▶ EXERCISE DIRECTIONS
From the first line to the last, retype the records exactly and skip the pictures.

Image point grounding data
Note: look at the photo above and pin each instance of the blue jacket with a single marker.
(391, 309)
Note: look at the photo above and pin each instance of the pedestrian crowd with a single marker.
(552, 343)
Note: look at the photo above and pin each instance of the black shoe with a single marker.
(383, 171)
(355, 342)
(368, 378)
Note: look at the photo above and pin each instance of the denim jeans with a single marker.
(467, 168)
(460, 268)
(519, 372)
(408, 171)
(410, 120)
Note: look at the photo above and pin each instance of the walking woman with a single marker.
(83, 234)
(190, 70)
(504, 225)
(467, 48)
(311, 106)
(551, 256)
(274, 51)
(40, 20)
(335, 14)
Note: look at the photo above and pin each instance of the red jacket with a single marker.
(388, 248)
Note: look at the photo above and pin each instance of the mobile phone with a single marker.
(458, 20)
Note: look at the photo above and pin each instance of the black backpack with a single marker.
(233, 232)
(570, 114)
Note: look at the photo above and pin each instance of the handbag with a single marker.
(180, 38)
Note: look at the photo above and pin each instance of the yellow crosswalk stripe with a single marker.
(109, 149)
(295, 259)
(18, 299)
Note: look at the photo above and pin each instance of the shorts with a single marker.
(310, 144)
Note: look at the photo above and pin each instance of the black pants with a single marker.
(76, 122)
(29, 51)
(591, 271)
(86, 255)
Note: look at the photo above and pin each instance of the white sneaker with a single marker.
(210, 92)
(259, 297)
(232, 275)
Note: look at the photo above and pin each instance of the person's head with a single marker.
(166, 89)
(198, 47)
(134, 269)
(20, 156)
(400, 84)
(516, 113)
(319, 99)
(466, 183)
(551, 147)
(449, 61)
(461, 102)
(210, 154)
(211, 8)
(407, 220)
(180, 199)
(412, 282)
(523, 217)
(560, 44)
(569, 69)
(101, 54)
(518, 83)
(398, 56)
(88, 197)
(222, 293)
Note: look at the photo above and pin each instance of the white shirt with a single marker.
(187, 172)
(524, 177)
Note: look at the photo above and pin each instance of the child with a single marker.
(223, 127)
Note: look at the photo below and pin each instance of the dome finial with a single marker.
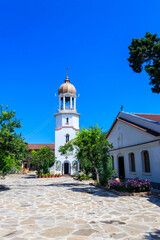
(67, 78)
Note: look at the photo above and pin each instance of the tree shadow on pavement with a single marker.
(81, 188)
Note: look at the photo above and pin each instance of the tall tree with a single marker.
(91, 145)
(146, 52)
(43, 159)
(13, 149)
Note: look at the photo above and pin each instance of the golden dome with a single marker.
(67, 87)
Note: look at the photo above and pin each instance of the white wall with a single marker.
(154, 157)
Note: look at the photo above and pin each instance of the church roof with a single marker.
(38, 146)
(67, 87)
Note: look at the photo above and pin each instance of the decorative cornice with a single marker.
(77, 129)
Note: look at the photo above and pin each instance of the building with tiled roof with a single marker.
(136, 146)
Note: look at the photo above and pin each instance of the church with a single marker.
(67, 123)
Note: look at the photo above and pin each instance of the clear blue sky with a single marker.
(38, 39)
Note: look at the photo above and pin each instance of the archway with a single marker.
(66, 167)
(121, 168)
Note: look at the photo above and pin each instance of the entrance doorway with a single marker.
(121, 168)
(66, 168)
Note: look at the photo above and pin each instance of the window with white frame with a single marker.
(146, 162)
(112, 162)
(132, 167)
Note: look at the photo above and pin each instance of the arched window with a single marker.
(67, 137)
(112, 162)
(145, 161)
(67, 120)
(132, 167)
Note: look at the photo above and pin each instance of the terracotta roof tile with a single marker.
(38, 146)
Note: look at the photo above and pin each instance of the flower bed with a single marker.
(131, 185)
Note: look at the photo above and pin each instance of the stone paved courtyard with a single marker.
(65, 209)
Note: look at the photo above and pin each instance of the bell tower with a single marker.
(67, 123)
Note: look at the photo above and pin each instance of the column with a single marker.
(70, 102)
(74, 103)
(64, 103)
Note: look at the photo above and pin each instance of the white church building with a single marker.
(67, 123)
(136, 146)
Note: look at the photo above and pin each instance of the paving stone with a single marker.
(65, 209)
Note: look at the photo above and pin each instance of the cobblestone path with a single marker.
(65, 209)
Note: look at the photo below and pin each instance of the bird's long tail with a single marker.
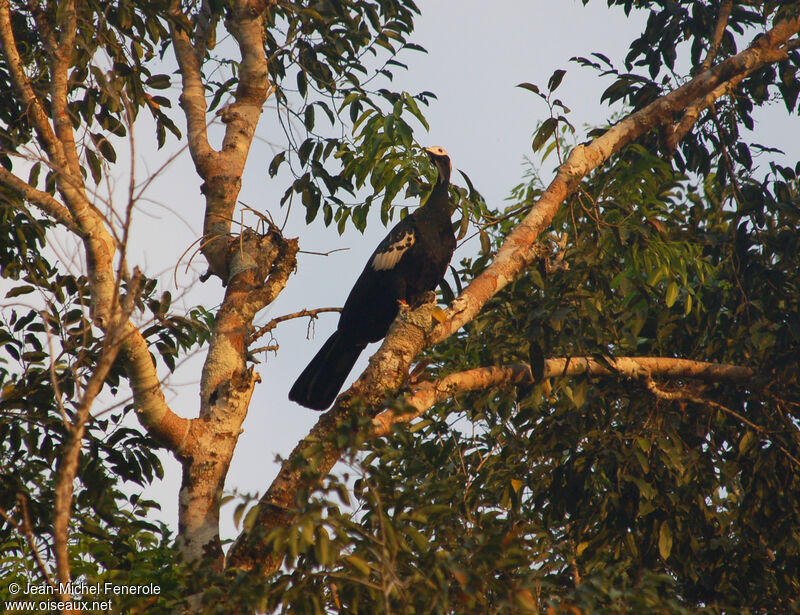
(322, 379)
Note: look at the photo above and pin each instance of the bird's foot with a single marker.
(423, 299)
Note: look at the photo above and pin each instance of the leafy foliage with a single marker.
(569, 495)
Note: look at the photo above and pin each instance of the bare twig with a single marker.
(312, 314)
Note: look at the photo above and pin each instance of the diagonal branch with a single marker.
(44, 201)
(514, 255)
(404, 342)
(427, 394)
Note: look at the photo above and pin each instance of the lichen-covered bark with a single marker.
(391, 363)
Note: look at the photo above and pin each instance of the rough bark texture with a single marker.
(389, 366)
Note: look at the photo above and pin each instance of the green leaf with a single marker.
(665, 540)
(555, 80)
(672, 294)
(530, 87)
(545, 131)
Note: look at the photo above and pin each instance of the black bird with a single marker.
(410, 261)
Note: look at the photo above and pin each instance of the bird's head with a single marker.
(441, 160)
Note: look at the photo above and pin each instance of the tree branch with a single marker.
(312, 314)
(68, 462)
(44, 201)
(388, 367)
(515, 253)
(427, 394)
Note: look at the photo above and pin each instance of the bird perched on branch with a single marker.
(410, 261)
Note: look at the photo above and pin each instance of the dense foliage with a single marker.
(571, 494)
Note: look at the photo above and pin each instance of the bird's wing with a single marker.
(395, 244)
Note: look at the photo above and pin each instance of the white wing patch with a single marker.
(391, 255)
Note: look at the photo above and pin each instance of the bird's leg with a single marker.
(422, 299)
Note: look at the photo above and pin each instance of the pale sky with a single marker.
(477, 53)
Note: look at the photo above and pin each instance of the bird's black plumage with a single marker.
(410, 261)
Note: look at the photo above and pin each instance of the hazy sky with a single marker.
(477, 53)
(475, 58)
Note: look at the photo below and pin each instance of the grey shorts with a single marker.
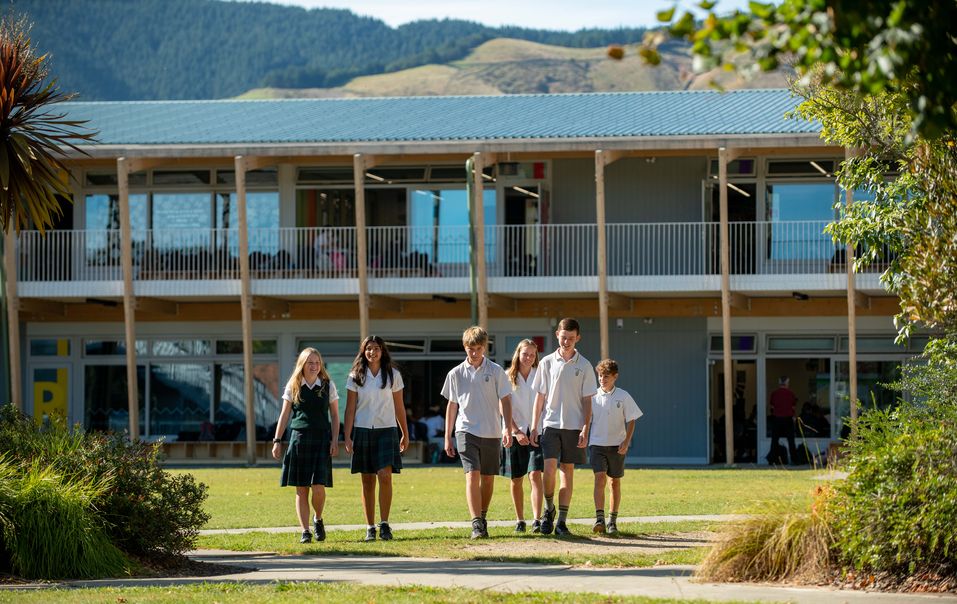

▶ ANSWER BELOW
Note: look at the photo above and pin each instance of the blue jacket with a single marker.
(391, 309)
Note: look at the photo above and pin each instance of the pedestrian crowd with a single marker.
(552, 343)
Note: look at the photo above and pin each instance of the black shoe with a single marker.
(383, 171)
(355, 342)
(368, 378)
Note: look at the photo above and pin each instance of the denim jeans with a single marker.
(467, 168)
(460, 268)
(519, 372)
(408, 171)
(410, 120)
Note: look at the photo above and pin each instance of the walking woman with a single marker.
(83, 234)
(190, 70)
(504, 225)
(467, 48)
(311, 106)
(551, 256)
(274, 51)
(40, 20)
(335, 14)
Note: look at the photo above and pin each instance of the red jacket with a single marker.
(388, 248)
Note: look at the photo above and pin each instance of the mobile phone with a single marker.
(458, 20)
Note: look at the photo above and pin each instance of the black backpack with a single marker.
(233, 232)
(570, 114)
Note: look at the photo above and pin each instance of the handbag with a single marker.
(180, 38)
Note: look at the photo above and pin each instance of the yellow crosswalk stripe with a single marker.
(109, 149)
(295, 259)
(18, 299)
Note: look at the photo above and pin each instance of the shorts with a single marker.
(310, 144)
Note: look at the photo above and pin each instance of the black pants with a single marker.
(76, 122)
(29, 51)
(591, 271)
(86, 255)
Note: look at the photo above and pin each instance of the white sneaker with a single marker.
(210, 92)
(259, 297)
(232, 275)
Note: look at the photo above and pin each instance of the person's head with a single marker.
(166, 89)
(198, 47)
(134, 269)
(20, 156)
(400, 84)
(516, 113)
(319, 99)
(466, 183)
(551, 147)
(449, 61)
(461, 102)
(210, 154)
(211, 8)
(407, 220)
(180, 199)
(412, 282)
(523, 217)
(560, 44)
(569, 69)
(101, 54)
(518, 83)
(398, 56)
(88, 197)
(222, 293)
Note: look at the photo above and pin each instance of the white shirt with a single marker.
(187, 172)
(524, 177)
Note: look at the photo above and pin each instance of the child with a single marker.
(223, 127)
Note: look at the photo below and pin each instance of the dome finial with a single marker.
(67, 78)
Note: look at the photo above and pin each instance of the tree shadow on pavement with a single marker.
(81, 188)
Note: look at the photo above and pin each instance of the tall tree with a single marker.
(91, 145)
(146, 52)
(43, 159)
(13, 149)
Note: look at the photo above and pin each instance of the golden dome with a single marker.
(67, 87)
Note: look at the photo above and pin each instance of the white wall with a single marker.
(154, 157)
Note: look at the photo above and pin each instance of the church roof with a single marker.
(38, 146)
(67, 87)
Note: look at the photo above and pin each instance of the decorative cornice with a single marker.
(77, 129)
Note: look at the photo above and pin each instance of the building with tiled roof with a single marker.
(136, 146)
Note: look at the photo above and pin each instance of the church with a single marker.
(67, 123)
Note: look at the photo above and pin each instance of the clear blue sky with a single marker.
(38, 39)
Note: look at the photo above and pin each instance of the archway with a single marker.
(66, 167)
(121, 168)
Note: look at the photo above and pin each instance of the entrance doorway with a single marker.
(121, 168)
(66, 168)
Note: look at the photo above and pin each instance of the window with white frame with a single marker.
(146, 162)
(112, 162)
(132, 167)
Note: look at the photo above and pin each instance of the arched window with a single marker.
(67, 137)
(112, 162)
(145, 161)
(67, 120)
(132, 167)
Note: look at the photo above and pin each instance of the terracotta roof tile with a single marker.
(38, 146)
Note: look at the photo above and pin each instance of the flower bed with a single marker.
(131, 185)
Note: look at the photo above and pin each instance of the stone paved courtyard with a single marker.
(65, 209)
Note: look at the photo above and pin each instance of the bell tower with a single marker.
(67, 123)
Note: look at the photo above and pin each instance of the column with a single marker.
(70, 102)
(74, 103)
(64, 103)
Note: look at the photo above and pin each instance of the white church building with a single marker.
(67, 123)
(136, 146)
Note: look at the photo above and pin each instance of the paving stone with a single marker.
(65, 209)
Note: look at the photo above and pin each instance of the cobblestone path with a single marker.
(65, 209)
Note: look at the photo below and pin each instance of the bird's long tail with a single marker.
(322, 379)
Note: look at the photo above and pin each instance of the bird's foot with a single marker.
(423, 299)
Note: look at the photo above and pin each instance of the leafy foliage with a single marker.
(569, 495)
Note: look at the photo above and pin each instance of the bare twig with a single marker.
(312, 314)
Note: look at the photo above and pin each instance of the diagonal branch with a single marker.
(44, 201)
(514, 255)
(404, 342)
(427, 394)
Note: look at the photo above and pin each instance of the lichen-covered bark with a single marker.
(391, 363)
Note: look at the photo above and pin each instance of the rough bark texture with a single marker.
(389, 366)
Note: look at the photo above and pin each instance of the green leaf with a single marker.
(665, 540)
(555, 80)
(672, 294)
(530, 87)
(545, 131)
Note: look at the photo above and pin each instance of the black bird with a single marker.
(410, 261)
Note: look at the photo above and pin each instance of the bird's head with a single marker.
(441, 160)
Note: look at the photo above and pin each instance of the tree branch with a single marker.
(312, 314)
(68, 462)
(44, 201)
(388, 367)
(515, 253)
(427, 394)
Note: look at the photo above and pin each instance of the bird perched on branch with a single marker.
(410, 261)
Note: look at the photo above and pin each instance of the dense foliage with a single marker.
(571, 494)
Note: look at the photo above and pin each instance of the bird's wing with a single marker.
(395, 244)
Note: look at the photo above and pin each instance of the white wing patch with a single marker.
(391, 255)
Note: look at the photo above and pin each instance of the bird's leg with a single marker.
(422, 299)
Note: look at the photo above and pin each instance of the pale sky with a single marker.
(477, 53)
Note: look at the photo above and pin each instance of the bird's black plumage with a single marker.
(410, 261)
Note: look at the photo above and pin each instance of the hazy sky with a single marker.
(477, 53)
(475, 58)
Note: look at the photo below and pin each instance of the grey shorts with a single marker.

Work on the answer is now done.